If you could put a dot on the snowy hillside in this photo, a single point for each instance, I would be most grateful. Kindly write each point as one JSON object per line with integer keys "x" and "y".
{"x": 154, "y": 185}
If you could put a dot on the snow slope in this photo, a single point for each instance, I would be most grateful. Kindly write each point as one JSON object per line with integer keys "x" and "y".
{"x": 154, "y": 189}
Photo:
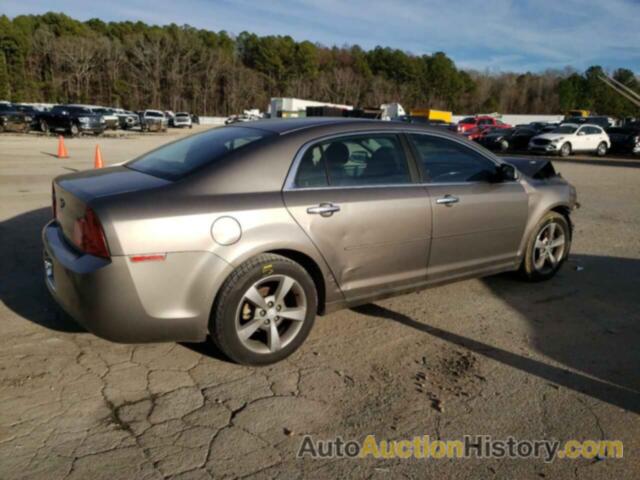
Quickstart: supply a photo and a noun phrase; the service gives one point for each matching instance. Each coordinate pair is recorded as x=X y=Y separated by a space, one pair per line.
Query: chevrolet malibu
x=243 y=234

Work required - Starting with the line that holds "If you could put a dot on the snow slope", repeat exactly every line through the end of the material above, both ends included, without the pictures.

Output of the task -
If you could put a dot on the snow slope in this photo, a single point for each instance, I would be most grateful. Kindly write each point as one JSON object per line with integer keys "x" and "y".
{"x": 154, "y": 189}
Photo:
Quickstart: supply a photo and a noun phrase; the service gives one point for each matching instance. Each coordinate pair is recorded as x=X y=Y separated by a space, one pair per line.
Query: chevrolet malibu
x=243 y=234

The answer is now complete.